Data extracted from a collection
★ ★ ★ ★ ★

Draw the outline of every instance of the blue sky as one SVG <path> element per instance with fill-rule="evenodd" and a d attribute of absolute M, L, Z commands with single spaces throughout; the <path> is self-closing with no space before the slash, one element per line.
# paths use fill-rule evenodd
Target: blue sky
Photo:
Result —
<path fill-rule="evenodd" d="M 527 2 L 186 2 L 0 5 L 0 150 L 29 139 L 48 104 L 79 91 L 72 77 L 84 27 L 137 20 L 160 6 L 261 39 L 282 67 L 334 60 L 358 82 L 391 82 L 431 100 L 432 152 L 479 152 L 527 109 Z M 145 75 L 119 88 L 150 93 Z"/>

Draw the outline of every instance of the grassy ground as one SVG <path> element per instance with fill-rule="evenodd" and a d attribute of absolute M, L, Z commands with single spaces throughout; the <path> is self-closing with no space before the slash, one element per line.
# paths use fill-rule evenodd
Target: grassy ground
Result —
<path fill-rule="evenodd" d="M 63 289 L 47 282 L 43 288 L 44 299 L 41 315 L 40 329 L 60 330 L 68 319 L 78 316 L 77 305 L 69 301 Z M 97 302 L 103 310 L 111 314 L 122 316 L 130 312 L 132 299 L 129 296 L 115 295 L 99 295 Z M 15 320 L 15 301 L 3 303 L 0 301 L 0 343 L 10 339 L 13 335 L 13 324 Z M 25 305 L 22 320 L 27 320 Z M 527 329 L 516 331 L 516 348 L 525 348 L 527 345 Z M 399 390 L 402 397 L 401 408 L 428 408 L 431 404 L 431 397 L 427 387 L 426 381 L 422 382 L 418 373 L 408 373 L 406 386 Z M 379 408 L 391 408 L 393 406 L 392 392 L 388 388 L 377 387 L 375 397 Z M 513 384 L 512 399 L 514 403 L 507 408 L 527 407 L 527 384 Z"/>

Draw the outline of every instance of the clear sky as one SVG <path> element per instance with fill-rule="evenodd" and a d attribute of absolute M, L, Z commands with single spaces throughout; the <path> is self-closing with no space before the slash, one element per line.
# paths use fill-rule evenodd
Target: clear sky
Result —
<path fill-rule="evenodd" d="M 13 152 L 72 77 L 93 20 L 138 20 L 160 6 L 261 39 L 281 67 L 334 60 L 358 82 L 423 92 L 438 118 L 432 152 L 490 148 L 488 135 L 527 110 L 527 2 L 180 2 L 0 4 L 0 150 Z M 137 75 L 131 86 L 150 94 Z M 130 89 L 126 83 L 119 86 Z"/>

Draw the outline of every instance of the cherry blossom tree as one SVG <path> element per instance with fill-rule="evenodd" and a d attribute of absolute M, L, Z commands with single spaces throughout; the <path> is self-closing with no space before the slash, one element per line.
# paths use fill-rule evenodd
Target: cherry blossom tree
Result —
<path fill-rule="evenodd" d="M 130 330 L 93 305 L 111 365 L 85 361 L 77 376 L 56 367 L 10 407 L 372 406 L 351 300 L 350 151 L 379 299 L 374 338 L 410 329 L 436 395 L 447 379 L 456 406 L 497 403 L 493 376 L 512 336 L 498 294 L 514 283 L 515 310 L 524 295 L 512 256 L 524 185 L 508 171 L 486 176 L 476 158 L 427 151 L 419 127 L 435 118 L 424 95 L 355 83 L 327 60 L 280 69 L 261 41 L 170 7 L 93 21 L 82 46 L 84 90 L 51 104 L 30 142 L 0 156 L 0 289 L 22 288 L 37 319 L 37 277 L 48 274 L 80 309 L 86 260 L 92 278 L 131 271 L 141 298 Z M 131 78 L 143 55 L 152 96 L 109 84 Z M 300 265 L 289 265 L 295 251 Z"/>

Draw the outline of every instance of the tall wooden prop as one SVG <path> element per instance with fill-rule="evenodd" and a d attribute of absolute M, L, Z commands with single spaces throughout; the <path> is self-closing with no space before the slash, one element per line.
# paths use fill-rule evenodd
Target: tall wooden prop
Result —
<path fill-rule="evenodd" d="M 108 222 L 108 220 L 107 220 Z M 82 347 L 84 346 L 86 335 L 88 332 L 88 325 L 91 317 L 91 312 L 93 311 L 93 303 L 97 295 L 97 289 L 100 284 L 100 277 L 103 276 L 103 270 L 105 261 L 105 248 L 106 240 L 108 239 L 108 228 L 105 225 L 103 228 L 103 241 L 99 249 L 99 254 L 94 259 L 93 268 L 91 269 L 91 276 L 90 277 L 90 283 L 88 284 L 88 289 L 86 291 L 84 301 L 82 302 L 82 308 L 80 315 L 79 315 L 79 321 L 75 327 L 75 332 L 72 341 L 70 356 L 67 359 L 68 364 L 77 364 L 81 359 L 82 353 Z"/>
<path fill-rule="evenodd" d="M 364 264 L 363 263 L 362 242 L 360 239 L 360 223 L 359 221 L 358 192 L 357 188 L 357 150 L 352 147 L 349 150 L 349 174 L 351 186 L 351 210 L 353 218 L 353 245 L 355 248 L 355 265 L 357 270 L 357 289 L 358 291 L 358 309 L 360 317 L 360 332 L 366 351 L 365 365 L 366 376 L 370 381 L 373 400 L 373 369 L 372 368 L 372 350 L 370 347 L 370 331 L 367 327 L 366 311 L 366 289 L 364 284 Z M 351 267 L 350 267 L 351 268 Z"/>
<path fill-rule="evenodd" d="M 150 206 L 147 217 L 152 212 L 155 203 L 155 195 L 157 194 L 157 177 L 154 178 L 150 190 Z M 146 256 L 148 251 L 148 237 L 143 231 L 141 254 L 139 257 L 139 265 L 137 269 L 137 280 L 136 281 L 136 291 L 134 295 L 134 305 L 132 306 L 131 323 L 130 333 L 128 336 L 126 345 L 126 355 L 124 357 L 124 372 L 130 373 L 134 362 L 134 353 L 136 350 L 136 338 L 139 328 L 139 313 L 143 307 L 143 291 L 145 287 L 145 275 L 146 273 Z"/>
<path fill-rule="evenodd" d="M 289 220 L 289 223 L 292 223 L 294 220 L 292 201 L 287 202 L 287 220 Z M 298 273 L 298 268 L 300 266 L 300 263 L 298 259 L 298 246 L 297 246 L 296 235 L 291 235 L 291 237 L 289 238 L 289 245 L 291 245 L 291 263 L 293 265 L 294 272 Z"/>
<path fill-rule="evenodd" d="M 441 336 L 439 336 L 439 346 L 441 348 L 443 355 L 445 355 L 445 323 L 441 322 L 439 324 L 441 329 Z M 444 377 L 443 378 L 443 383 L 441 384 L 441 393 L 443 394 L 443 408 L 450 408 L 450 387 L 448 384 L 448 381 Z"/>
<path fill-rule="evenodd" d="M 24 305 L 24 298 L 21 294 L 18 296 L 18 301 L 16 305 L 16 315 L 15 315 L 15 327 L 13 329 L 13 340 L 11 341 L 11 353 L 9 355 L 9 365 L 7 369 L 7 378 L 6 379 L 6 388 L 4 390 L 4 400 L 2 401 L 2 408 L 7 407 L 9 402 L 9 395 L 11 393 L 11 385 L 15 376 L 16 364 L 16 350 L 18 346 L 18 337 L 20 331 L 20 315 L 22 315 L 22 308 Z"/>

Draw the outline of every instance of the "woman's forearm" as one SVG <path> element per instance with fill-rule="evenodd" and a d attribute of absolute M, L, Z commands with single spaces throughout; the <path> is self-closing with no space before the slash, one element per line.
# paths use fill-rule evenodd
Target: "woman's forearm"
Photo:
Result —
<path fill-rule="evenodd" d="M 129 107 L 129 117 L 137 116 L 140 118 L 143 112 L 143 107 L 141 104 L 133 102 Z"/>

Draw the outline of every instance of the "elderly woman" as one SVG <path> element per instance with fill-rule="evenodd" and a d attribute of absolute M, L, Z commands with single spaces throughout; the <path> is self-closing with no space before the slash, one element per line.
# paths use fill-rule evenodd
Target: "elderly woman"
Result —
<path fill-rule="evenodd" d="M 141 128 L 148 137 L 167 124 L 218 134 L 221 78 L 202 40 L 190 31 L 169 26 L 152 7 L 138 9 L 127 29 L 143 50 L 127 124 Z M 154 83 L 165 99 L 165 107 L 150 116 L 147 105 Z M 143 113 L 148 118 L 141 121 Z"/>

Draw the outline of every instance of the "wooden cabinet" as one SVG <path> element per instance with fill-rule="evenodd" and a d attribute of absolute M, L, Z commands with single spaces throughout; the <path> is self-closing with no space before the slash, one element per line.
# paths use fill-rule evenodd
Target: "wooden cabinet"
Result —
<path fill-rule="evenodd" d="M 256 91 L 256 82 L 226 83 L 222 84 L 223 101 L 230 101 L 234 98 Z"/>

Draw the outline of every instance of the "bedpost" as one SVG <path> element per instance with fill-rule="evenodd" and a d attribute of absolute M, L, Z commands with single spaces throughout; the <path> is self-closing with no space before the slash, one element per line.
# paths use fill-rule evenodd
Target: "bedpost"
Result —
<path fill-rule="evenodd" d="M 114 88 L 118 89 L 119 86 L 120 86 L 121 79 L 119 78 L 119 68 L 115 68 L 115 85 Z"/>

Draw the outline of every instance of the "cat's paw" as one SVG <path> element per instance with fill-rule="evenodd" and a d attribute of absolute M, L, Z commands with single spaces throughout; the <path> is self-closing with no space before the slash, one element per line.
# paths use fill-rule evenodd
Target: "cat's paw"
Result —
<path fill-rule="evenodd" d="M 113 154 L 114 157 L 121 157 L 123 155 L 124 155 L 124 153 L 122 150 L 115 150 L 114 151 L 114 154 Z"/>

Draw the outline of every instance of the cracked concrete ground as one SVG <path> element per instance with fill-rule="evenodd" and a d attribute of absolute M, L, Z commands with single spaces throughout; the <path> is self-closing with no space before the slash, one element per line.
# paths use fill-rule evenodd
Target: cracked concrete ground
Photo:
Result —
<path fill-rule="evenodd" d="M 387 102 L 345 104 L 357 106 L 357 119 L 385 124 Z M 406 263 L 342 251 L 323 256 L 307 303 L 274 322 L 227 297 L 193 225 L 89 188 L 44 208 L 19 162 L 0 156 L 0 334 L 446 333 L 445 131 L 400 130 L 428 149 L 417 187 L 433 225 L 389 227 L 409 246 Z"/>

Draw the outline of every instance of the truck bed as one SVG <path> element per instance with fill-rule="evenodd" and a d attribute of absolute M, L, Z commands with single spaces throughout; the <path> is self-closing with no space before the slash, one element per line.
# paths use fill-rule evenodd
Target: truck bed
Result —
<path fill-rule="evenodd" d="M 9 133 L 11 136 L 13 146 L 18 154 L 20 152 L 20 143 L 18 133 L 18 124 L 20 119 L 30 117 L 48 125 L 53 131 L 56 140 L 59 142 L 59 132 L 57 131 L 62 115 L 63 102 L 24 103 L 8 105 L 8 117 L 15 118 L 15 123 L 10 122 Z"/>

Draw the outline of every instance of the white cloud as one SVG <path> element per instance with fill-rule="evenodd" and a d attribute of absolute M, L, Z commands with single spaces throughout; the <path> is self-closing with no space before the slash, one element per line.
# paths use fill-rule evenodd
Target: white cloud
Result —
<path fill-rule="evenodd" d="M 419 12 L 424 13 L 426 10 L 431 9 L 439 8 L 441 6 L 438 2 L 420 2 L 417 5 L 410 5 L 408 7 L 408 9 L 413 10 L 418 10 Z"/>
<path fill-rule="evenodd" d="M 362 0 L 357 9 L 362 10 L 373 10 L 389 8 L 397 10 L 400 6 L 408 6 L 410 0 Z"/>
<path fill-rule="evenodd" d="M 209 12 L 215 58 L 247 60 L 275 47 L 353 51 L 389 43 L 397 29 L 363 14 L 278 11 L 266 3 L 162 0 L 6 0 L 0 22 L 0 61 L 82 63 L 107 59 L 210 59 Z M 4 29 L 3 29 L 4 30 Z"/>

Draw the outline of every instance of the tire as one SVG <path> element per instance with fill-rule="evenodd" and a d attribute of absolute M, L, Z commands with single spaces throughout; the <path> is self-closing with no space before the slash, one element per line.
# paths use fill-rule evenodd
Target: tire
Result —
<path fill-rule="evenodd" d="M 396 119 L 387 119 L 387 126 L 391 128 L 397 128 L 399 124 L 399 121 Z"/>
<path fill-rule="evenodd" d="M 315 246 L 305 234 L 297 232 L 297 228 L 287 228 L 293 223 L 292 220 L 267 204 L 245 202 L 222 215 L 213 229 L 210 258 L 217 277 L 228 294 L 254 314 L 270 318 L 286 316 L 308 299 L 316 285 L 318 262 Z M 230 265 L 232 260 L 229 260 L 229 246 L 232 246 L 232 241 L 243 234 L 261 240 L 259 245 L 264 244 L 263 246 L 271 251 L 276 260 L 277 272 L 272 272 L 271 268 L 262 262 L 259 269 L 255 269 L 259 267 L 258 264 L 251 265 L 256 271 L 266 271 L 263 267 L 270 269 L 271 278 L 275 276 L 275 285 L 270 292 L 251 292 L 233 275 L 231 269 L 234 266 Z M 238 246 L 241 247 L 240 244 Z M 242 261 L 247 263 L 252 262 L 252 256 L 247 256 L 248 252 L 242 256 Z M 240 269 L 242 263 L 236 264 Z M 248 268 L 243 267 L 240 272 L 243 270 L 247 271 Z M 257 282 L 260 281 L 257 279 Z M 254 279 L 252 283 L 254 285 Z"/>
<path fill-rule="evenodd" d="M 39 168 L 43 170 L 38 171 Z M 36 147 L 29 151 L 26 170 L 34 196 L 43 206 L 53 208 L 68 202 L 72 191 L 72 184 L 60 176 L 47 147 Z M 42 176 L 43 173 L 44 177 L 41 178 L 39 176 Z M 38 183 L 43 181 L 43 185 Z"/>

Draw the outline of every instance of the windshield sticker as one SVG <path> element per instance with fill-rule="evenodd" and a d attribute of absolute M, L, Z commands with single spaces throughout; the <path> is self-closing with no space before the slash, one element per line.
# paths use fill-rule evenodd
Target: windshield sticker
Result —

★ ★ ★ ★ ★

Instruction = Reproduce precisely the span of lines that begins at the line containing "Draw the outline of every instance of the windshield" and ends with the last line of the listing.

Result below =
Draw the outline of every instance of the windshield sticker as one SVG <path> element per instance with fill-rule="evenodd" and a d attribute of absolute M, L, Z commands with single spaces throughout; the <path> is self-closing with no space before the slash, one element per line.
# paths use fill-rule evenodd
Target: windshield sticker
Result —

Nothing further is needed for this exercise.